▸ YOUR ASSIGNMENT
The lines needed are those from the start of the records through the line holding "the red throw", each copied exactly.

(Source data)

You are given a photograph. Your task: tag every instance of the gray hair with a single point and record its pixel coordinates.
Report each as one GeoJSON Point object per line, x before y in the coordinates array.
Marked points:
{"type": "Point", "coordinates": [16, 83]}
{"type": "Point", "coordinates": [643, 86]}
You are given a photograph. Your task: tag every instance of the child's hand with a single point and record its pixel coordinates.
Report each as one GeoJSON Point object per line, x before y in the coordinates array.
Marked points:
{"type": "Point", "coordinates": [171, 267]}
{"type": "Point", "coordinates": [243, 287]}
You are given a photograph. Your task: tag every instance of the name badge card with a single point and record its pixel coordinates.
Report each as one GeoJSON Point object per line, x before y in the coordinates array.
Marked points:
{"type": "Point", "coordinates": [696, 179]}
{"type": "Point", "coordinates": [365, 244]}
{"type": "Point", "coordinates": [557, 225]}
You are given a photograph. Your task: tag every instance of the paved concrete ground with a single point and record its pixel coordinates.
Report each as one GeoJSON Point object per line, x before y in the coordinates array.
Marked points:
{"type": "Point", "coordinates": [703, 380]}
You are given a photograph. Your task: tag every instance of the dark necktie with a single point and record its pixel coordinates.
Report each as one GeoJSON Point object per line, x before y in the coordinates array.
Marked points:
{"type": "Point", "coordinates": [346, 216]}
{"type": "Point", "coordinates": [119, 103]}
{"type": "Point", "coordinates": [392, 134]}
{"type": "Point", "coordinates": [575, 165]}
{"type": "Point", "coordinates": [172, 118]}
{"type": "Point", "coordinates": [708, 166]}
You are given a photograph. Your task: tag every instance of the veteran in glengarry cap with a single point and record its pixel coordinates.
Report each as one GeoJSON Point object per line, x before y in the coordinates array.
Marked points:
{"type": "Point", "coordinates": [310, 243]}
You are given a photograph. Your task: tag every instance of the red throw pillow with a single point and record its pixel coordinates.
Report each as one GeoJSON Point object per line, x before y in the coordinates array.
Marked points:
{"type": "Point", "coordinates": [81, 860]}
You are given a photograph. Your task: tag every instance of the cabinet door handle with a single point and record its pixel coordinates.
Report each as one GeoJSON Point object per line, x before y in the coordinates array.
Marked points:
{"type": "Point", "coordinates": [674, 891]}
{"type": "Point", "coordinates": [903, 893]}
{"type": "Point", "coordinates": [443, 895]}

▸ EXERCISE RESPONSE
You are given a photograph. Your task: tag every instance of the gray hair with a single point and record its pixel coordinates.
Report each as one GeoJSON Point object per line, x before y in the coordinates array.
Marked points:
{"type": "Point", "coordinates": [16, 83]}
{"type": "Point", "coordinates": [643, 86]}
You are given a photograph. Your task: tag every instance of the child's hand with a single point and record its pixel coordinates.
Report each as one GeoJSON Point object per line, x before y in the coordinates array.
Marked points:
{"type": "Point", "coordinates": [171, 267]}
{"type": "Point", "coordinates": [243, 287]}
You are given a photograph. Your task: tag every instance of the name badge card with a single point and record its pixel coordinates.
Report each as one GeoJSON Point object per line, x before y in the coordinates array.
Marked points:
{"type": "Point", "coordinates": [696, 179]}
{"type": "Point", "coordinates": [365, 244]}
{"type": "Point", "coordinates": [557, 225]}
You are given a photograph. Your task: tag every instance of the paved concrete ground with a single point and record its pixel coordinates.
Report each as one GeoJSON Point object per line, x before y in the coordinates array.
Marked points:
{"type": "Point", "coordinates": [703, 380]}
You are given a photograph. Your task: tag every instance of the dark necktie with a single point and record its pixel coordinates.
Report each as one GeoJSON Point object per line, x before y in the coordinates array.
Marked points:
{"type": "Point", "coordinates": [346, 216]}
{"type": "Point", "coordinates": [119, 103]}
{"type": "Point", "coordinates": [392, 134]}
{"type": "Point", "coordinates": [575, 165]}
{"type": "Point", "coordinates": [172, 118]}
{"type": "Point", "coordinates": [708, 166]}
You are given a photograph. Your task: tag every instance of the veteran in glengarry cap with a single point and record its pixel coordinates.
Report each as one GeoJSON Point object per line, x before y in the coordinates array.
Marked points:
{"type": "Point", "coordinates": [310, 243]}
You are given a photograph. Your task: tag every instance of the red throw pillow with a single point and record its pixel coordinates.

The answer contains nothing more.